Task details:
Locate the line that contains "Greenhouse-scouting task: tag the gray". Copy it and every following line through the end of the records, exactly, and include nothing else.

Information supplied:
-*-
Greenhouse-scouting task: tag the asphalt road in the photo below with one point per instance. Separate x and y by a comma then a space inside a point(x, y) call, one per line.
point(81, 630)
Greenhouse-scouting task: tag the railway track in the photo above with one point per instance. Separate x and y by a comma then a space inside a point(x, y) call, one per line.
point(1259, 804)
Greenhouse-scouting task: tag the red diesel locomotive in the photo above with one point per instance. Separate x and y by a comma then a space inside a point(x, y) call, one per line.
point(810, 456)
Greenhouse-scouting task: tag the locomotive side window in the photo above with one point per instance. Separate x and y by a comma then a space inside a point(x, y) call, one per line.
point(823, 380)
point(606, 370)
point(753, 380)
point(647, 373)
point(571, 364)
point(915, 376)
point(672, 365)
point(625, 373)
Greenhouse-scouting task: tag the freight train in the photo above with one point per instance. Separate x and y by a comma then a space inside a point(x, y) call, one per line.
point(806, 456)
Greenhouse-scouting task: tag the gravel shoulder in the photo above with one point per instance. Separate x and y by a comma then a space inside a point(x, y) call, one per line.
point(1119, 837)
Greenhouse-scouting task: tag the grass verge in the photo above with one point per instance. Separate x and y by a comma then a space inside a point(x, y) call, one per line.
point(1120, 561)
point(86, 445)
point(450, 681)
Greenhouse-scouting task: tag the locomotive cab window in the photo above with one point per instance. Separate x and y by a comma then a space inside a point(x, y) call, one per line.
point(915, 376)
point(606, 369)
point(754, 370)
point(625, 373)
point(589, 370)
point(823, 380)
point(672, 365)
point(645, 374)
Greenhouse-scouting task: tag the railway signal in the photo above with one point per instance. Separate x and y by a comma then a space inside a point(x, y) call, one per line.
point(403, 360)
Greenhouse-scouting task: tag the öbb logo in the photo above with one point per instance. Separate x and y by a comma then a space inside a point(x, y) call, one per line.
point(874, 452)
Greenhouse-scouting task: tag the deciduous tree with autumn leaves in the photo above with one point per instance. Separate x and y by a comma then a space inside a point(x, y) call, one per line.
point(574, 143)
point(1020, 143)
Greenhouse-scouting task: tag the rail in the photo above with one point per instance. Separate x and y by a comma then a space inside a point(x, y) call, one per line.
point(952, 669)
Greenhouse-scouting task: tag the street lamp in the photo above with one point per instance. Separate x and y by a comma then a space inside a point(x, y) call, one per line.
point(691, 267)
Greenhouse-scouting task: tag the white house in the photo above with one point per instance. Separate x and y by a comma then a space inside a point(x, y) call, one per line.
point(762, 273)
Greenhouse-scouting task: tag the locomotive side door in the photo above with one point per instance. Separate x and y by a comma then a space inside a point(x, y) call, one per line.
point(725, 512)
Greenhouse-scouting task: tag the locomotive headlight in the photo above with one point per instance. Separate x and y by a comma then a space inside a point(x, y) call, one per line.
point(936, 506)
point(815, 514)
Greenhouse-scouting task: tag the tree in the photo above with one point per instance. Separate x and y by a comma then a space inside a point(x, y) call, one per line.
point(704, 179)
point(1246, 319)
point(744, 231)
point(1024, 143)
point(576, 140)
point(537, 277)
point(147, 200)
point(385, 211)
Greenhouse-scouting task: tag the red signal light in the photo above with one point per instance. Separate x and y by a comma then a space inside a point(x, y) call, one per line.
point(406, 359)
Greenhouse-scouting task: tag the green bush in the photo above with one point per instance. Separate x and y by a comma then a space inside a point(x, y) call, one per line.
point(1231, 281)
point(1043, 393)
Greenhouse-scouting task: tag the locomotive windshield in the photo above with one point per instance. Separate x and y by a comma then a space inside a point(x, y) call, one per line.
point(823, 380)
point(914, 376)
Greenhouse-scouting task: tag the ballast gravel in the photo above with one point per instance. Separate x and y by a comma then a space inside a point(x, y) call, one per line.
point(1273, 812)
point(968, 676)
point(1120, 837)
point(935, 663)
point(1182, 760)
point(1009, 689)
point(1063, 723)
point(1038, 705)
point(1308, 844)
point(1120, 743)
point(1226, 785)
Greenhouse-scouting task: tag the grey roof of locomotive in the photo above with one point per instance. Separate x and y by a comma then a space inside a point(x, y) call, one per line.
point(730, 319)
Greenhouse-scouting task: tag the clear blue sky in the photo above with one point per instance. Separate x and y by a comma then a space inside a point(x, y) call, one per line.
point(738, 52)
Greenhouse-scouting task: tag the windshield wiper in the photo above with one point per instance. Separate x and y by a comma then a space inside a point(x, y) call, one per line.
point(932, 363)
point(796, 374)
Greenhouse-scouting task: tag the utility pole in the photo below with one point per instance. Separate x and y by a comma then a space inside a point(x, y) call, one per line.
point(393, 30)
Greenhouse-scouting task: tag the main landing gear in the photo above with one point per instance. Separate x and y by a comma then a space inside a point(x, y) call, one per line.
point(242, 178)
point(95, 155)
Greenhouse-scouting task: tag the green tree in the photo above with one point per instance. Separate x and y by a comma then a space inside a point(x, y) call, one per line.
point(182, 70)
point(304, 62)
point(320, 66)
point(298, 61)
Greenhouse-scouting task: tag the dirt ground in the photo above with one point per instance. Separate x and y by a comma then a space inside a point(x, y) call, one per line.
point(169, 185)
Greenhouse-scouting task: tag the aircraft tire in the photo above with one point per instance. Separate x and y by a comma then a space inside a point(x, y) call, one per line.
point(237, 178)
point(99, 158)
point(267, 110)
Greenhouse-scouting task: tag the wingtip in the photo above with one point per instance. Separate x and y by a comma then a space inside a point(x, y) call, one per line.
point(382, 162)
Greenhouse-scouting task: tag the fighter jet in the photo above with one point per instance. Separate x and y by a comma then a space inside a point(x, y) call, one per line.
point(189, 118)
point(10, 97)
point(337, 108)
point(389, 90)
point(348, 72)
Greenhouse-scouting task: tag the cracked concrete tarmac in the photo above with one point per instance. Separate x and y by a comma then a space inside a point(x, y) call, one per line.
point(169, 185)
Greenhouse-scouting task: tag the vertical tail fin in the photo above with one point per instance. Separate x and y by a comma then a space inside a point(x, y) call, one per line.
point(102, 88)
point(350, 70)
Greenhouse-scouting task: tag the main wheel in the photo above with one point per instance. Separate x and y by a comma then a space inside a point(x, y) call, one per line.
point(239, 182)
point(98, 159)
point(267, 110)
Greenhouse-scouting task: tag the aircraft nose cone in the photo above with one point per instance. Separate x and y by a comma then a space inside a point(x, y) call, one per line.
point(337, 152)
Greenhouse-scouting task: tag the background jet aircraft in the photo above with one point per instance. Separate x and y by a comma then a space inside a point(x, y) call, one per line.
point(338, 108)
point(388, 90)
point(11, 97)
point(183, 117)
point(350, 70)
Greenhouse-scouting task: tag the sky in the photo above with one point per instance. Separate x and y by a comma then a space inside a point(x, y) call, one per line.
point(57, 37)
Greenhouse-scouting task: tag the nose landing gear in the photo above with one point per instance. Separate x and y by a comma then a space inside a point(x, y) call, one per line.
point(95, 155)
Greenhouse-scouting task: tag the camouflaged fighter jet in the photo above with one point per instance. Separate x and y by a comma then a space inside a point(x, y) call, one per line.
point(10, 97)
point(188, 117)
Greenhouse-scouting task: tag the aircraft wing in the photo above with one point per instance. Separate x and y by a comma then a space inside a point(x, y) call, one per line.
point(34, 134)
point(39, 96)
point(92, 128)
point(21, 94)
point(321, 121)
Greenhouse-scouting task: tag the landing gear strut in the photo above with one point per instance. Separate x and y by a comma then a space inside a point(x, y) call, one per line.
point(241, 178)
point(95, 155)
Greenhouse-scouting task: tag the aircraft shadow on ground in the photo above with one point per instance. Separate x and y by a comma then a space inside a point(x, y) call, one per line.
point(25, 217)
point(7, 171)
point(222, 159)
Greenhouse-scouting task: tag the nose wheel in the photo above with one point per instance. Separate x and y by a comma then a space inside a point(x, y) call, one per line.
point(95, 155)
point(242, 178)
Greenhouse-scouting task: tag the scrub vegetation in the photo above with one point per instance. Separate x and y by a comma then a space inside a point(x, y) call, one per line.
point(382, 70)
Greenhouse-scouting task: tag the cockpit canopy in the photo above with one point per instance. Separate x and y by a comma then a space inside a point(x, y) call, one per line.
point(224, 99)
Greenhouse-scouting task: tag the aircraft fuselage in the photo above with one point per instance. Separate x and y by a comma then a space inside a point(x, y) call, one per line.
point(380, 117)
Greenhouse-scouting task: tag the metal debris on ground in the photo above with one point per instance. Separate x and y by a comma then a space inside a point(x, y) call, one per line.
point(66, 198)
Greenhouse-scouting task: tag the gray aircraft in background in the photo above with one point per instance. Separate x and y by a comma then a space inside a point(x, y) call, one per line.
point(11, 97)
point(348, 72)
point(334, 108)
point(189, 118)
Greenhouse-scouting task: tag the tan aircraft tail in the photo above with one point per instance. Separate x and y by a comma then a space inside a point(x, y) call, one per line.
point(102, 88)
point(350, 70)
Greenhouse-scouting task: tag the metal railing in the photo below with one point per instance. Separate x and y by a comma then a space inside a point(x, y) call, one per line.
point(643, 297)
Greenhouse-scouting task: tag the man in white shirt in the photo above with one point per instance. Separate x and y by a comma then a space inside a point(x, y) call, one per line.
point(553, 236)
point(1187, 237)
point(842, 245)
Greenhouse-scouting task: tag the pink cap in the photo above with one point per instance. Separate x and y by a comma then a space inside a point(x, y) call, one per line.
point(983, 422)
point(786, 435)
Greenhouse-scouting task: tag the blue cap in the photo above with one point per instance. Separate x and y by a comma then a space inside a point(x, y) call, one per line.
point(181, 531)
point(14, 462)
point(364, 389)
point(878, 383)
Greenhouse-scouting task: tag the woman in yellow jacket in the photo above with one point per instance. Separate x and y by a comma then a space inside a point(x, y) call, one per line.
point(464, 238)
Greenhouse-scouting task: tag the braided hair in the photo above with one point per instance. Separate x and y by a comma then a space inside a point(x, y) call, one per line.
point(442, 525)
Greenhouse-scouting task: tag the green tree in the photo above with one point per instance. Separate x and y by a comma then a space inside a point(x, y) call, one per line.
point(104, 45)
-*-
Task output:
Greenhouse-scouting task: tag the gray aircraft in background in the photo above with one point per instance. Separate x and y by a comma then a space inside a point(x, y) call, one per line.
point(11, 97)
point(348, 72)
point(334, 108)
point(189, 118)
Greenhouse-scouting task: tag the tan aircraft tail in the photo above with one point per instance. Separate x and y by a comma then a space inside a point(x, y) call, one per line.
point(102, 88)
point(350, 70)
Greenhouse-scouting task: tag the metal railing in the photo below with one point per instance. Separate x and y by a comma then a space inside a point(x, y) call, one per line.
point(643, 297)
Greenhouse-scouting task: tag the man in white shirt in the photo above with one point per instance. Separate x and y by a comma then a space inside a point(x, y) call, one per line.
point(553, 236)
point(1187, 237)
point(842, 245)
Greenhouse-scouting task: tag the pink cap in the photo above with one point per instance. Separate x and y by a comma then a space inside a point(x, y) call, one per line.
point(983, 422)
point(786, 435)
Greenhouse-scouting task: tag the blue cap in the photo above with one point per instance. Separate x and y by a comma then a space inside a point(x, y) call, one per line.
point(181, 531)
point(14, 462)
point(364, 389)
point(878, 383)
Greenhouse-scouting task: tag the woman in yellow jacket in the photo above with one point per instance. Separate x and y by a comma then a space inside a point(x, y) call, one per line.
point(464, 238)
Greenhouse-scouting task: tag the braided hair in the photo above with one point per instance. Separate x and y by a comma then a space inside a point(x, y) call, one per line.
point(442, 525)
Greenhouse-scouting task: tag the green tree in the photo above with one point per instance. Separate x and y by a comma then a space inside a point(x, y) call, one per line.
point(104, 45)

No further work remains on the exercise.